> [ARBEITSAUFTRAG]:
Welche Personen nennt der Seitenauszug beim Namen? Zähle alle auf.

> [SEITENAUSZUG]:
„Wenn ich doch nur auch so gut spielen könnte!“
JON sitzt gemütlich am Klavier, und er scheint das Musikstück mit Leben zu erfüllen. Mit der rechten Hand spielt er die Diskantakkorde, die die Klangfülle der Melodie unterstreichen, während gut gesetzte Baßakkorde für Wohlklang und Tiefe sorgen. Seine Darbietung brilliert mit raffinierten Ausschmückungen und geschickt gespielten, feinfühligen Läufen. Adrian, Brian und Brett bringen mit ihren elektrischen Gitarren Schwung in die Sache, und Steve gibt dem Ganzen mit sanften Saxophontönen den letzten Schliff.

> [AUSGEWÄHLTE DATEN]:
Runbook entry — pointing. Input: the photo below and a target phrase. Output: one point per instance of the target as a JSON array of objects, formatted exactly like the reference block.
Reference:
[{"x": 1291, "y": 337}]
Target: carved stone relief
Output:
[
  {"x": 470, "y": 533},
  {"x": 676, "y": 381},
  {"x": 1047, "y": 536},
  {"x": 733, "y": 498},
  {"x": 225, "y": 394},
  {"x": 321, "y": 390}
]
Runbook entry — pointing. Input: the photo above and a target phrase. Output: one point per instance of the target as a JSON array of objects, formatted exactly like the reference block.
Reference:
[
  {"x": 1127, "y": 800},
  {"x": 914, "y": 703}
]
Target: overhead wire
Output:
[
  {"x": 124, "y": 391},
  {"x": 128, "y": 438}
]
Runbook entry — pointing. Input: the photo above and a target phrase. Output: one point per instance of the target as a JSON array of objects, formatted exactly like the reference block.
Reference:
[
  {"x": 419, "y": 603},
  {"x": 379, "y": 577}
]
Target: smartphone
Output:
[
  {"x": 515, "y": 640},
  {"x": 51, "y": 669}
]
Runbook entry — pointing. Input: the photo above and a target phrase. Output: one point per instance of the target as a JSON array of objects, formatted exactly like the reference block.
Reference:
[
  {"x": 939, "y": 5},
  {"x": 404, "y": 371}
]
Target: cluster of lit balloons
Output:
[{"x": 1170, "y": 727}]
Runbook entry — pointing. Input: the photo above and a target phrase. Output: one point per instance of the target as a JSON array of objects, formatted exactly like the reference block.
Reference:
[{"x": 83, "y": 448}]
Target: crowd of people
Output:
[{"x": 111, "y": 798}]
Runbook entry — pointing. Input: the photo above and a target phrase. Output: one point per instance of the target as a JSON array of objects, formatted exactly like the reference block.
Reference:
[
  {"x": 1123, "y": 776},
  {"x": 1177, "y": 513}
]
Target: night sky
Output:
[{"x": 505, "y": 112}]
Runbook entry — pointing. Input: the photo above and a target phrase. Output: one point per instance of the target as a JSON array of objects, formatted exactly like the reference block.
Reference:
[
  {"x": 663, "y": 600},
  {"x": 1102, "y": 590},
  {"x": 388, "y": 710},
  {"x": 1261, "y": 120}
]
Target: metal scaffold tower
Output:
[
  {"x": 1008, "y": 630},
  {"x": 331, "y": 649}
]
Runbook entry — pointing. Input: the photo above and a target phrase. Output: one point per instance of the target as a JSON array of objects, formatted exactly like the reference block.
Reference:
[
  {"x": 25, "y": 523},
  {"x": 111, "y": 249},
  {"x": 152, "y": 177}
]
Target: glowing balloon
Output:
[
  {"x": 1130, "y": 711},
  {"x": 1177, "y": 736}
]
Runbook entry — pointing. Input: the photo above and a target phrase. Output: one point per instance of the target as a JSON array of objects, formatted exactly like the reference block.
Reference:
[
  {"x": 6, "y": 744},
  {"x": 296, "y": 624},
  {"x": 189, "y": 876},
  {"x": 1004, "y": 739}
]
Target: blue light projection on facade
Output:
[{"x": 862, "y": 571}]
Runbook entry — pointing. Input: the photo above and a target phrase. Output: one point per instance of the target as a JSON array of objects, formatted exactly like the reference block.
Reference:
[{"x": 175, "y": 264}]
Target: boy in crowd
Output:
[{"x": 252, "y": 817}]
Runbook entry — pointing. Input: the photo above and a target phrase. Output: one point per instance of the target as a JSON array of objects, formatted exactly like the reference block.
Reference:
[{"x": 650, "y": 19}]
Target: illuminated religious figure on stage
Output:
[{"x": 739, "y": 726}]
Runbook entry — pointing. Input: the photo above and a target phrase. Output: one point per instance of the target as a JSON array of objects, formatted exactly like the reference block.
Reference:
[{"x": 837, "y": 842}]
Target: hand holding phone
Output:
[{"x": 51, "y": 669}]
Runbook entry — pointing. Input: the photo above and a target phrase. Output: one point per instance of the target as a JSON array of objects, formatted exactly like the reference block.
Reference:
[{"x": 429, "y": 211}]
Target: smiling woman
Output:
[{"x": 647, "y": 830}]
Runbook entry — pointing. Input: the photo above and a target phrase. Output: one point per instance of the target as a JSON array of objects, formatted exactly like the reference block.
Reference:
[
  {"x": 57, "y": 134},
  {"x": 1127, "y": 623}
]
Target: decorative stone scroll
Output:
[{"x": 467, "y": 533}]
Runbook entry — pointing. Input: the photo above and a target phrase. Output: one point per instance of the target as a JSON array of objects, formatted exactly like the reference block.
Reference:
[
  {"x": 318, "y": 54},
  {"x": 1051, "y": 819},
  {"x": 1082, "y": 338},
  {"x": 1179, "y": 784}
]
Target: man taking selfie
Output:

> [SCHRIFTLICHE ANTWORT]:
JON, Adrian, Brian, Brett, Steve